§ **Problems and tasks**
1. List the names of all the authentication paths described in the cloud backup authentication guide, keeping each with its storage service.
2. According to the cloud backup authentication guide, what role must the identity given by AZURE_CLIENT_ID hold on the storage container?
3. Duplicate the portion of the cloud backup authentication guide starting at "The operator writes" and ending at "Default Credentials chain.".

§ **Article**
Full examples with scheduled incremental backups: examples/backup-restore/backup-minio.yaml.

Google Cloud Storage Authentication

Path 1: Explicit Credentials (Service Account Key)

The key inside the Secret must be named GOOGLE_APPLICATION_CREDENTIALS_JSON:

kubectl create secret generic gcs-backup-creds \
  --from-literal=GOOGLE_APPLICATION_CREDENTIALS_JSON="$(cat /path/to/service-account-key.json)"

Reference the Secret in your Neo4jBackup:

storage:
  type: gcs
  bucket: my-neo4j-backups
  path: cluster-backups
  cloud:
    provider: gcp
    credentialsSecretRef: gcs-backup-creds

The operator writes the JSON value to a file inside the backup Job pod and sets GOOGLE_APPLICATION_CREDENTIALS to point to it. neo4j-admin authenticates using the Application Default Credentials chain.

Path 2: GKE Workload Identity

Annotate the neo4j-backup-sa ServiceAccount with the GCP service account to impersonate:

storage:
  type: gcs
  bucket: my-neo4j-backups
  path: cluster-backups
  cloud:
    provider: gcp
    identity:
      autoCreate:
        annotations:
          iam.gke.io/gcp-service-account: neo4j-backup@my-project.iam.gserviceaccount.com

You must also bind the Kubernetes ServiceAccount to the GCP service account and grant the GCP SA storage access:

# Allow the Kubernetes SA to impersonate the GCP SA
gcloud iam service-accounts add-iam-policy-binding \
  neo4j-backup@my-project.iam.gserviceaccount.com \
  --role roles/iam.workloadIdentityUser \
  --member "serviceAccount:my-project.svc.id.goog[my-namespace/neo4j-backup-sa]"

# Grant GCS objectAdmin to the GCP SA
gsutil iam ch \
  serviceAccount:neo4j-backup@my-project.iam.gserviceaccount.com:objectAdmin \
  gs://my-neo4j-backups

Replace my-namespace with the Kubernetes namespace where your Neo4jBackup resource lives.

Azure Blob Storage Authentication

Path 1: Explicit Credentials (Storage Account Key)

kubectl create secret generic azure-backup-creds \
  --from-literal=AZURE_STORAGE_ACCOUNT=mystorageaccount \
  --from-literal=AZURE_STORAGE_KEY=<your-storage-account-key>

Reference the Secret in your Neo4jBackup:

storage:
  type: azure
  bucket: neo4j-backups   # This is the Azure container name
  path: cluster-backups
  cloud:
    provider: azure
    credentialsSecretRef: azure-backup-creds

Path 2: Azure Workload Identity

Annotate the neo4j-backup-sa ServiceAccount with your Azure client ID:

storage:
  type: azure
  bucket: neo4j-backups
  path: cluster-backups
  cloud:
    provider: azure
    identity:
      autoCreate:
        annotations:
          azure.workload.identity/client-id: <AZURE_CLIENT_ID>

The Azure AD application / managed identity identified by AZURE_CLIENT_ID must have the Storage Blob Data Contributor role on the storage container (or account). Your AKS cluster must have the Azure Workload Identity webhook installed and the federated credential configured for the neo4j-backup-sa ServiceAccount.

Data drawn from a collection

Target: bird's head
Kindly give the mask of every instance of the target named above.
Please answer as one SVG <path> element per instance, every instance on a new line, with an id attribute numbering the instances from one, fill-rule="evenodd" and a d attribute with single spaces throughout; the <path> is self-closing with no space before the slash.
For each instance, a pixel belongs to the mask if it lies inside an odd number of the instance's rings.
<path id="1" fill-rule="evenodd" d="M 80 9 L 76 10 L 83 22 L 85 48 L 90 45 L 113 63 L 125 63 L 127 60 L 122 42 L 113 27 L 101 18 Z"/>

§ **Solved problems**
1.
Google Cloud Storage:
- Path 1: Explicit Credentials (Service Account Key)
- Path 2: GKE Workload Identity

Azure Blob Storage:
- Path 1: Explicit Credentials (Storage Account Key)
- Path 2: Azure Workload Identity

2. It must have the Storage Blob Data Contributor role on the storage container (or account).

3.
The operator writes the JSON value to a file inside the backup Job pod and sets GOOGLE_APPLICATION_CREDENTIALS to point to it. neo4j-admin authenticates using the Application Default Credentials chain.